- [Stored rows]:
________________________

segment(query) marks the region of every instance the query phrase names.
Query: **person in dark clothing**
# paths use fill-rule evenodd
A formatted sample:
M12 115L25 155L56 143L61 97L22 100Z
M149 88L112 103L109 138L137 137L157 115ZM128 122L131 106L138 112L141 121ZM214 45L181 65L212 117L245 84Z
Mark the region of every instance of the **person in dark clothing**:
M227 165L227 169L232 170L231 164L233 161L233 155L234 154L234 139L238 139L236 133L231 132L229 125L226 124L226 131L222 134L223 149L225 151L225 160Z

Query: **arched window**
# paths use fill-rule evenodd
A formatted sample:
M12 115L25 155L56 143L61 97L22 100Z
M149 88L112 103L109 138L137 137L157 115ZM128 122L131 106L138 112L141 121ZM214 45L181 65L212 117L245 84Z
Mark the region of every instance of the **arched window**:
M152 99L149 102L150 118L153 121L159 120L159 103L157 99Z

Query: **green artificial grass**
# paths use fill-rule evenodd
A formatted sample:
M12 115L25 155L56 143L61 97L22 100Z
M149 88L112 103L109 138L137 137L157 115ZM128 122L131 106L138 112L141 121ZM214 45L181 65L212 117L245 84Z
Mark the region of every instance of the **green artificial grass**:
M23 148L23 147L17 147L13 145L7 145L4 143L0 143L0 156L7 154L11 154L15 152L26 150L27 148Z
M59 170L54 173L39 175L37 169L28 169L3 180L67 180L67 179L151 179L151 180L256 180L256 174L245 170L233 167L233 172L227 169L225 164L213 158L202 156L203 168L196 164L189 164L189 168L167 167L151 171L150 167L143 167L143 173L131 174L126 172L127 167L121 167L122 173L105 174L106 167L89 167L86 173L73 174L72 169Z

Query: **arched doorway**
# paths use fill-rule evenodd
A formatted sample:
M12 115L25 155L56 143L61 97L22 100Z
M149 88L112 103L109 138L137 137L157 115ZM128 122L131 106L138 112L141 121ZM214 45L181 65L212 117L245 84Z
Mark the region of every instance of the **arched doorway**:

________________________

- [Problem to work on]: Give all lines of the items above as one numbered list, leaving out the blank lines.

- [Exercise response]:
1. segment(query) marks the region of every instance the query phrase names.
2. Query: **person in dark clothing**
3. # paths use fill-rule evenodd
4. A formatted sample:
5. M12 115L25 155L56 143L61 97L22 100Z
6. M149 88L112 103L109 138L137 137L157 115ZM128 122L131 106L138 112L141 121ZM214 45L181 65L212 117L245 84Z
7. Mark the region of every instance of the **person in dark clothing**:
8. M227 165L227 169L232 170L231 164L233 161L233 155L234 154L234 139L238 139L236 133L231 132L229 125L226 124L226 131L222 134L223 149L225 151L225 160Z
9. Query: **arched window**
10. # paths use fill-rule evenodd
11. A formatted sample:
12. M12 115L25 155L56 143L61 97L22 100Z
13. M149 88L112 103L109 138L137 137L157 115ZM128 122L131 106L138 112L141 121ZM214 45L181 65L212 117L245 84Z
14. Mark the region of every instance of the **arched window**:
15. M152 99L149 102L150 118L153 121L159 120L159 103L157 99Z
16. Query: **green artificial grass**
17. # paths use fill-rule evenodd
18. A formatted sample:
19. M12 115L25 155L56 143L61 97L22 100Z
20. M149 88L112 103L109 138L137 137L157 115ZM128 122L131 106L138 112L141 121ZM214 45L181 65L212 117L245 84Z
21. Mark the region of every instance of the **green artificial grass**:
22. M23 148L23 147L17 147L13 145L7 145L4 143L0 143L0 156L7 154L11 154L15 152L26 150L27 148Z
23. M59 170L54 173L39 175L37 169L28 169L3 180L67 180L67 179L151 179L151 180L256 180L256 174L245 170L233 167L233 172L227 169L225 164L213 158L202 156L203 168L196 164L189 164L189 168L167 167L151 171L150 167L143 167L143 173L131 174L126 172L127 167L121 167L122 173L105 174L106 167L89 167L86 173L73 174L72 169Z
24. Query: **arched doorway**
25. # paths use fill-rule evenodd
26. A formatted sample:
27. M12 115L25 155L56 143L61 97L22 100Z
28. M149 88L112 103L109 138L137 137L157 115ZM128 122L131 106L138 112L141 121ZM214 45L181 65L212 117L245 84Z
29. Mark the region of every instance of the **arched doorway**:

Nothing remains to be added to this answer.